** start of MATERIAL FOR THIS EXERCISE **
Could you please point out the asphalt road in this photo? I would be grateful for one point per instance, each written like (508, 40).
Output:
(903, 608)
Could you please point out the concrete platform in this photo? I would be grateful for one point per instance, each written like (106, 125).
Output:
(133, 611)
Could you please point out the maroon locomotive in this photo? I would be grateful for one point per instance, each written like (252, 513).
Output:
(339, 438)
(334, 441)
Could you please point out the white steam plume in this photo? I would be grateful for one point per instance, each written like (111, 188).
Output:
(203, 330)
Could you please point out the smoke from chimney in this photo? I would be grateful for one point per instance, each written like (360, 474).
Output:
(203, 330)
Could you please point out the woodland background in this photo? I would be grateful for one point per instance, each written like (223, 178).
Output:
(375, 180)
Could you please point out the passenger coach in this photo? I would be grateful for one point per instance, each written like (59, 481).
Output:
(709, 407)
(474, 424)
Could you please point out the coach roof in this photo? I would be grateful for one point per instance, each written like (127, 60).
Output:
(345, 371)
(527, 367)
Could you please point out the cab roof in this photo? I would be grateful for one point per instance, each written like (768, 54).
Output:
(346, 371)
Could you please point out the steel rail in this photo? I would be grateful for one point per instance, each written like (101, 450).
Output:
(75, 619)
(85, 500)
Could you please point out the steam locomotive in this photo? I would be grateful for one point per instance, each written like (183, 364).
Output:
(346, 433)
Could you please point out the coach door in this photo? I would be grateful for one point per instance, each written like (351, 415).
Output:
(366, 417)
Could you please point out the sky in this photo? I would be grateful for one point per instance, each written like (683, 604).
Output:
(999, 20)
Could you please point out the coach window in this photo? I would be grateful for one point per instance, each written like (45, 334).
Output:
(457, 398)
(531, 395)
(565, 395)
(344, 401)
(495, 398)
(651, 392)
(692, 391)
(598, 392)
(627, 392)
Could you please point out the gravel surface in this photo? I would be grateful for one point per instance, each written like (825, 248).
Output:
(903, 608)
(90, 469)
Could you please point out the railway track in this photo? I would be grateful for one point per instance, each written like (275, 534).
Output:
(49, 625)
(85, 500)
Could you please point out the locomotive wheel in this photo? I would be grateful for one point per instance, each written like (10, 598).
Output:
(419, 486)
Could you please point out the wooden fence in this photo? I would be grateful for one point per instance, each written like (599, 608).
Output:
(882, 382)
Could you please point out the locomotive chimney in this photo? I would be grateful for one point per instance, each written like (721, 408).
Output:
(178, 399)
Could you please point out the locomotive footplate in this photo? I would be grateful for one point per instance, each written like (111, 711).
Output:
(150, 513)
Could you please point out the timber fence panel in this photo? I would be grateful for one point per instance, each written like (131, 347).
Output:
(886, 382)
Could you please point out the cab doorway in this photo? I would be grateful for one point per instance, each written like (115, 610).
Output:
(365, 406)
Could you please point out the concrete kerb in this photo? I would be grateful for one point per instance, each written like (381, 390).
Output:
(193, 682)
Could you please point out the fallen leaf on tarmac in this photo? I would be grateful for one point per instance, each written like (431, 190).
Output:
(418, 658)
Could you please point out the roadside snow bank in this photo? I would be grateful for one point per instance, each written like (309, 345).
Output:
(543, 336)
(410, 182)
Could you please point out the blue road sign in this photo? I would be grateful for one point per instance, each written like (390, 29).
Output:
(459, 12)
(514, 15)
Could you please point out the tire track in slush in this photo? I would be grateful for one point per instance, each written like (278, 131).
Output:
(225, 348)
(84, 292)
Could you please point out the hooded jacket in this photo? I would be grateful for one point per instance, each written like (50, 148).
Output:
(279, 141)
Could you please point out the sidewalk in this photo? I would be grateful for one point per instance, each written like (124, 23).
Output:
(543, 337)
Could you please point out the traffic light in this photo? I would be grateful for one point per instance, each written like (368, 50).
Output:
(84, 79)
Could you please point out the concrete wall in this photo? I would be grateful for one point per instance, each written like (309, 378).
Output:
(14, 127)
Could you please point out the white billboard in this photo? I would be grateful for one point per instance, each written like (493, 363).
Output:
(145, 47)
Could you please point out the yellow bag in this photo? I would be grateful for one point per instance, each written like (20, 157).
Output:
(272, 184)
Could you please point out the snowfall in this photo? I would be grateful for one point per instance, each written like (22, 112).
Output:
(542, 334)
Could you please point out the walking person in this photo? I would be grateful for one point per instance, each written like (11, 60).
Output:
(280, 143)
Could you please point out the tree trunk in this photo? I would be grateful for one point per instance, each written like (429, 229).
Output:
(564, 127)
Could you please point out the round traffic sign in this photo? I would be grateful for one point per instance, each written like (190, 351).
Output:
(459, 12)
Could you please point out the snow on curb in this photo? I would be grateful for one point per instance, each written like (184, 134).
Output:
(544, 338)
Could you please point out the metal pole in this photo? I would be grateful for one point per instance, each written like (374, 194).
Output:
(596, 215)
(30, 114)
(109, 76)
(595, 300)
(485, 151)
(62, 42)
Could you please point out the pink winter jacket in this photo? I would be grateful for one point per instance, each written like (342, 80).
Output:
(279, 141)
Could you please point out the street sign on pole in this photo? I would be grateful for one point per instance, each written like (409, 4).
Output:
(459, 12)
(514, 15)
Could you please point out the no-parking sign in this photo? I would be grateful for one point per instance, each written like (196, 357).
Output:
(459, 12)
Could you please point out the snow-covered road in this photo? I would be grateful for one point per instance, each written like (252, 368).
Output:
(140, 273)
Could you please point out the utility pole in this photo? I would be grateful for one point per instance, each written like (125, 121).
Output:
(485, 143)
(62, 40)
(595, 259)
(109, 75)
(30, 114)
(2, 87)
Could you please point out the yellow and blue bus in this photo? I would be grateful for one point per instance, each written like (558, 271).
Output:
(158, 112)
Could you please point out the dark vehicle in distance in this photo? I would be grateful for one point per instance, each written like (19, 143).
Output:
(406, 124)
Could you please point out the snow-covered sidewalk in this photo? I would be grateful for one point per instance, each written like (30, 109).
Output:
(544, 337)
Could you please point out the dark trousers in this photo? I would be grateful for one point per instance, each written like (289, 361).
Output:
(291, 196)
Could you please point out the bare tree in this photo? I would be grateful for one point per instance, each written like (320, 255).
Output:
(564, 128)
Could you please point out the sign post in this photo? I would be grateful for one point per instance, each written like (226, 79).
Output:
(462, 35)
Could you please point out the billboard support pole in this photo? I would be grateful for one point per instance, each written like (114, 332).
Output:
** end of MATERIAL FOR THIS EXERCISE **
SET TASK: Could you rewrite the material above with "I would be grateful for" replaced by "I'd appreciate" throughout, keeping everything else the same?

SOLVED EXERCISE:
Could you please point out the asphalt road in this photo? I'd appreciate one point per instance, each written like (508, 40).
Output:
(903, 608)
Could you please point out the concrete platform in this photo? I'd appreciate one point per instance, each written like (106, 125).
Output:
(133, 611)
Could you please point out the maroon locomotive in this photo? I'd appreciate one point per instance, each written like (252, 513).
Output:
(339, 438)
(334, 441)
Could you please point out the white steam plume in this photo? I'd appreciate one point per instance, each written like (111, 188).
Output:
(203, 330)
Could you please point out the smoke from chimney in this photo? I'd appreciate one point per instance, each written like (360, 474).
Output:
(203, 330)
Could you please point out the woodland background in this photo? I'd appreciate one point per instance, each written like (223, 178).
Output:
(375, 180)
Could you please point out the passenger coach in this photo? I'd appreciate one point per instance, each written like (59, 481).
Output:
(709, 407)
(474, 424)
Could you please point out the coach roof in this photo? I'd appreciate one point per instance, each written like (127, 60).
Output:
(345, 371)
(527, 367)
Could you please point out the cab roof in this photo? I'd appreciate one point per instance, each written like (768, 54).
Output:
(346, 371)
Could you please point out the steel rail in this photo? I'd appreciate one point per instance, each written like (101, 450).
Output:
(75, 619)
(85, 500)
Could you please point out the steam locomotive in this photo? I'd appreciate one point per instance, each written like (183, 364).
Output:
(346, 433)
Could you please point out the coach door in this photo? I'd appreciate one point per instance, each written like (351, 415).
Output:
(366, 417)
Could you please point out the sky in this photo? I'd appreciate one point per instance, each written like (683, 604).
Output:
(999, 20)
Could you please point out the coach window in this photo? I'd appreciate one point per instance, each written like (45, 334).
Output:
(457, 398)
(531, 395)
(565, 395)
(344, 401)
(495, 398)
(651, 392)
(692, 391)
(598, 392)
(627, 392)
Could you please point out the gravel surface in this photo? I'd appreciate one point per instance, each written like (825, 248).
Output:
(903, 608)
(90, 469)
Could you please point out the railway track in this photo? I'd appreciate one point per instance, each written like (275, 534).
Output:
(49, 625)
(85, 500)
Could you please point out the locomotive wheel in this photo? I'd appreciate one point per instance, each written like (10, 598).
Output:
(419, 486)
Could you please point out the wooden fence in this photo? I'd appreciate one point per instance, each written like (599, 608).
Output:
(882, 382)
Could you please point out the locomotive chimney in this photo? I'd appreciate one point per instance, each written like (721, 408).
Output:
(178, 399)
Could you please point out the locomotive footplate in this photo? I'd appreciate one point per instance, each written like (111, 711).
Output:
(150, 513)
Could you please point out the timber fence panel in this photo? I'd appreciate one point per instance, each written like (131, 347).
Output:
(886, 382)
Could you please point out the cab doorway in this photo? I'd appreciate one point per instance, each written like (115, 610).
Output:
(365, 406)
Could you please point out the concrete kerb in this photo? I'd appreciate one point per instance, each written like (381, 390).
Output:
(193, 682)
Could you please point out the fallen leaf on tarmac in this photo? I'd appreciate one point per instance, each written like (431, 190).
Output:
(418, 658)
Could you please point out the roadside snow bank in this photo? I'd appreciate one point per instance, each written like (309, 345).
Output:
(543, 336)
(410, 182)
Could you please point out the blue road sign in this photo? I'd appreciate one point per instance, each written like (390, 29).
Output:
(459, 12)
(514, 15)
Could you please point out the tire track in slush in this photo? I'd appreciate one point per instance, each written like (278, 131).
Output:
(225, 348)
(84, 292)
Could you please point out the hooded jacket in this photo? I'd appreciate one point per instance, each written like (50, 148).
Output:
(279, 141)
Could you please point out the sidewalk in this photo? I'd appreciate one point per instance, each written like (124, 23).
Output:
(543, 337)
Could you please point out the traffic light in this photo? I'd appreciate one point per instance, each written like (368, 50).
Output:
(84, 79)
Could you please point out the concrete wall in this photo? I'd appreciate one point per instance, each written like (309, 378).
Output:
(14, 127)
Could you please point out the white billboard in this photo? I'd appreciate one point per instance, each written like (493, 363).
Output:
(145, 47)
Could you please point out the yellow bag in this photo? I'd appreciate one point per instance, each written like (20, 157).
Output:
(272, 184)
Could you please point out the snowfall in this photo? I'd appreciate one point per instance, each written like (22, 112).
Output:
(542, 334)
Could you please point out the walking person in this photo? I'd appreciate one point per instance, each written like (11, 60).
Output:
(280, 143)
Could you please point out the tree trunk in this photo? I'd appreciate one point per instance, each written like (429, 229).
Output:
(564, 127)
Could you please point out the round traffic sign in this photo? I'd appreciate one point per instance, each written like (190, 351).
Output:
(459, 12)
Could you please point out the snow on curb in this photo? I'd appreciate one point per instance, each written like (184, 134).
Output:
(544, 338)
Could you please point out the metal pole in this photo? I'd appreciate one point per instance, each written like (374, 194).
Output:
(596, 215)
(30, 114)
(109, 76)
(595, 300)
(485, 151)
(62, 42)
Could you please point out the pink winter jacket in this photo? I'd appreciate one point per instance, each written like (342, 80).
Output:
(279, 141)
Could you please point out the street sign on pole in this photo? I'd appreciate one point per instance, each written like (409, 4).
Output:
(459, 12)
(514, 15)
Could you please point out the no-parking sign in this photo? I'd appreciate one point per instance, each written like (196, 357).
Output:
(459, 12)
Could you please point out the snow-covered road in this photo? I'd appreciate one point per instance, each written like (252, 368).
Output:
(140, 273)
Could you please point out the utility pole in this photo? I'd appreciate one point per instance, each written like (125, 121).
Output:
(485, 143)
(62, 40)
(595, 259)
(109, 75)
(30, 114)
(2, 87)
Could you please point out the yellow and blue bus in this photo? I'd appreciate one point per instance, each written like (558, 271).
Output:
(158, 112)
Could you please point out the dark vehicle in distance in this photo? I'd appreciate one point per instance, each written like (19, 143).
Output:
(406, 124)
Could you please point out the snow-covered sidewalk in this photo? I'd appreciate one point per instance, each written like (30, 109).
Output:
(544, 337)
Could you please point out the dark trousers in this photo? I'd appreciate one point per instance, each written like (289, 361).
Output:
(291, 196)
Could you please point out the bare tree in this photo? I'd appreciate one point per instance, each written like (320, 255).
Output:
(564, 128)
Could you please point out the sign post in this photo? I'd appreciate one point per instance, each written like (226, 79).
Output:
(462, 35)
Could you please point out the billboard support pole in this photo? I'd appreciate one point per instance, each written like (114, 332).
Output:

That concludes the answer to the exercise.